● **WORK ORDER**
Your answer is the line containing "If you could annotate the roof" plus every line after it to the end of the data below, transcribed exactly and with nothing else.

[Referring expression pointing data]
=== Section Start ===

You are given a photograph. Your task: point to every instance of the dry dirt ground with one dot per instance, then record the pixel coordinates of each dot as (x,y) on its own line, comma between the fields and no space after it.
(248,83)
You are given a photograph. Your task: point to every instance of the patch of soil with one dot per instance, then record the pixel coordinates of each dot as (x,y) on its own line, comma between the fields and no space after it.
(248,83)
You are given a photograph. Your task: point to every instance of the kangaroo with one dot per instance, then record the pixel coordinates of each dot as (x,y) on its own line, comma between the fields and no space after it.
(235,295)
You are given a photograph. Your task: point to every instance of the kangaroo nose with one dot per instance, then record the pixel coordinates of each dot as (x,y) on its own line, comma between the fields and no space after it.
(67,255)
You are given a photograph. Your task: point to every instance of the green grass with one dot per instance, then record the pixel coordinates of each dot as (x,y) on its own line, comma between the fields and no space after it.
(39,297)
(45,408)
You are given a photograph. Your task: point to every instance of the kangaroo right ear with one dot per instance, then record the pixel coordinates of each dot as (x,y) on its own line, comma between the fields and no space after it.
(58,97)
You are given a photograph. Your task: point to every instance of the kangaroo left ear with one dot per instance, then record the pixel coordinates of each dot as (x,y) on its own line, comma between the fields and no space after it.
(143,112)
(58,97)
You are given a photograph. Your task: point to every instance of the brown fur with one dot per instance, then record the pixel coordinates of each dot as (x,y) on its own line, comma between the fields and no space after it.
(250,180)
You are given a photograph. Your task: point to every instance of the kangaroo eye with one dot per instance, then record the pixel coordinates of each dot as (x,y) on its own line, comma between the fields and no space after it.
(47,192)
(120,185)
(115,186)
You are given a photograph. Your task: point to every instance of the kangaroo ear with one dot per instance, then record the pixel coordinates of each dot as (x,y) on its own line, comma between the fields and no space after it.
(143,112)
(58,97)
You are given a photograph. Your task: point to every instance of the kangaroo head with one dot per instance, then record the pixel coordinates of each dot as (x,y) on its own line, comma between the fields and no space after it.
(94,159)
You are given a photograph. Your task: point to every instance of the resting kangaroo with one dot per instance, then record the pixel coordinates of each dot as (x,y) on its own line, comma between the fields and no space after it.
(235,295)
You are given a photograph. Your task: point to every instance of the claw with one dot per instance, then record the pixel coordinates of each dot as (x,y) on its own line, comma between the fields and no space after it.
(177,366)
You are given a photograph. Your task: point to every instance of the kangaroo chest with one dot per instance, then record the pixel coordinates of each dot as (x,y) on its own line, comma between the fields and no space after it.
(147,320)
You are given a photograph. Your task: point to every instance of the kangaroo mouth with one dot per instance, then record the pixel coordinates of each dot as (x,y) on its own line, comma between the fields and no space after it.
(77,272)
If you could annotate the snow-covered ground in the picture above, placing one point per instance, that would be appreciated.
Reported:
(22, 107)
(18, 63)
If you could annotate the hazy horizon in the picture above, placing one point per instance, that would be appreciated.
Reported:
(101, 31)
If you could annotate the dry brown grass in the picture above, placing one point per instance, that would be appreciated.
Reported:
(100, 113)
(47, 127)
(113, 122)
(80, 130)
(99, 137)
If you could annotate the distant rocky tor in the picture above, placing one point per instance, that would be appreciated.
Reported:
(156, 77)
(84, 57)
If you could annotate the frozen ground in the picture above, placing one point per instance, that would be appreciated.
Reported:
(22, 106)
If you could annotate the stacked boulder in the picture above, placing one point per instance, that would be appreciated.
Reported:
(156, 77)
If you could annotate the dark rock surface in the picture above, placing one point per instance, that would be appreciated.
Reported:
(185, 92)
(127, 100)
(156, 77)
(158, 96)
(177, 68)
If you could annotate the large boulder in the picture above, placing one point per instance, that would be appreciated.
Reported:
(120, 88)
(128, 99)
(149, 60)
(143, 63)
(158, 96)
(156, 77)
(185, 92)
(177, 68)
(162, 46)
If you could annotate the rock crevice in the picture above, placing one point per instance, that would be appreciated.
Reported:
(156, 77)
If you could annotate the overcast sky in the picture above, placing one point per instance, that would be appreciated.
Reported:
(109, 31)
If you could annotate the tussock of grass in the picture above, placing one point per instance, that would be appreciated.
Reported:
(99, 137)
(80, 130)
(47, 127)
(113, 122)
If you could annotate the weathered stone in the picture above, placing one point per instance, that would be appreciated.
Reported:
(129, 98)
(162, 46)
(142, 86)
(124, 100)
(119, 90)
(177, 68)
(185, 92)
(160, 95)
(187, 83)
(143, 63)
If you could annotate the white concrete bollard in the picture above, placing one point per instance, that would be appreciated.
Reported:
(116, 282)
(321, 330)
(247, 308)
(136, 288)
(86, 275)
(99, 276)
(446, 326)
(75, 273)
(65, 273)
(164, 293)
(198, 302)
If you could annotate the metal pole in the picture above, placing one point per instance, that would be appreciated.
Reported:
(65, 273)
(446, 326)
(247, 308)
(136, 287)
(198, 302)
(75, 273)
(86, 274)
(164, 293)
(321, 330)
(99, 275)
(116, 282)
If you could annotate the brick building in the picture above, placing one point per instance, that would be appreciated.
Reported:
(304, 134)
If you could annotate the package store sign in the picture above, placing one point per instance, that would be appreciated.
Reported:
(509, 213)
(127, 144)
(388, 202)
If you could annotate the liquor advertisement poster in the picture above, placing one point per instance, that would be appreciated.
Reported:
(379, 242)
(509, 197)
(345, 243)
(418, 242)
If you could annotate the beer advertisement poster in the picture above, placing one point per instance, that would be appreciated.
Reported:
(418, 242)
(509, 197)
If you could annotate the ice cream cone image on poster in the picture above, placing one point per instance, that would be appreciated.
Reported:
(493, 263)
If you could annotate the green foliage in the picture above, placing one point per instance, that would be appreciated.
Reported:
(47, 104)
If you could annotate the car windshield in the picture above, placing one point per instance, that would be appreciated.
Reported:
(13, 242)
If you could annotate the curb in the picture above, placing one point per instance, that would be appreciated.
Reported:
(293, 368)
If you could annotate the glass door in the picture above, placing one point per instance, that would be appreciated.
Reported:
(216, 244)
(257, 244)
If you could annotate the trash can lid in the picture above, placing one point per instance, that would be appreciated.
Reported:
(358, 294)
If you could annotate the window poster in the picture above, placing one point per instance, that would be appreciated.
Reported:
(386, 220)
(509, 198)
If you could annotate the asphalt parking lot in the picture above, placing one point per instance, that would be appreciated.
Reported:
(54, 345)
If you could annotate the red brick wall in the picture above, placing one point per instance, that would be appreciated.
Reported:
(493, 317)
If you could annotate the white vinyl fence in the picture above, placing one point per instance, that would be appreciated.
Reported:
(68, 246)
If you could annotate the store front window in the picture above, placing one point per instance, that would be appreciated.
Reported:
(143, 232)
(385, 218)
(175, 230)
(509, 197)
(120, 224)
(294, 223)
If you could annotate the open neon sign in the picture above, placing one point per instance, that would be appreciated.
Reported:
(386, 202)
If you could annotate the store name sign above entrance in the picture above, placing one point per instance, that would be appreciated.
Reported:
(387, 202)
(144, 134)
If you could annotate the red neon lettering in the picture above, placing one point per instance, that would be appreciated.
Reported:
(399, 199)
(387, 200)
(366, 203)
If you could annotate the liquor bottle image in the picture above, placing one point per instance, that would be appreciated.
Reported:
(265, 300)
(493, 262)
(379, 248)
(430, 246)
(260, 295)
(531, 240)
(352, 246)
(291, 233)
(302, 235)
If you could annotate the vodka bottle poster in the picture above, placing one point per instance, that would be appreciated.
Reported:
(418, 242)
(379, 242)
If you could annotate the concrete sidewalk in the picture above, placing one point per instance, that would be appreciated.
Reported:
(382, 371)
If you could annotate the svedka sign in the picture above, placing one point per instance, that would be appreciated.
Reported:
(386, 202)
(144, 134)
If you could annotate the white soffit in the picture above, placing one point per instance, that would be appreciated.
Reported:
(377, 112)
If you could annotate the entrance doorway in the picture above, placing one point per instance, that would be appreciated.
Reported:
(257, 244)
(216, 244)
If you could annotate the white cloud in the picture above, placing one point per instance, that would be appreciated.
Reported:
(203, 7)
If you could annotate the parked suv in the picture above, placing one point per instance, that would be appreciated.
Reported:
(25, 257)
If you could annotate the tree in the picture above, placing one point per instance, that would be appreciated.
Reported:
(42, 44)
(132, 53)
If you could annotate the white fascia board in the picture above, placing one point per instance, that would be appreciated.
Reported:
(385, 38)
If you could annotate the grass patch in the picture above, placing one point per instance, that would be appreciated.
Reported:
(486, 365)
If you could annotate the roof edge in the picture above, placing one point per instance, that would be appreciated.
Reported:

=== Section End ===

● **TASK RESULT**
If you could annotate the roof edge in the picture above, placing one point per instance, that would be appreciated.
Reported:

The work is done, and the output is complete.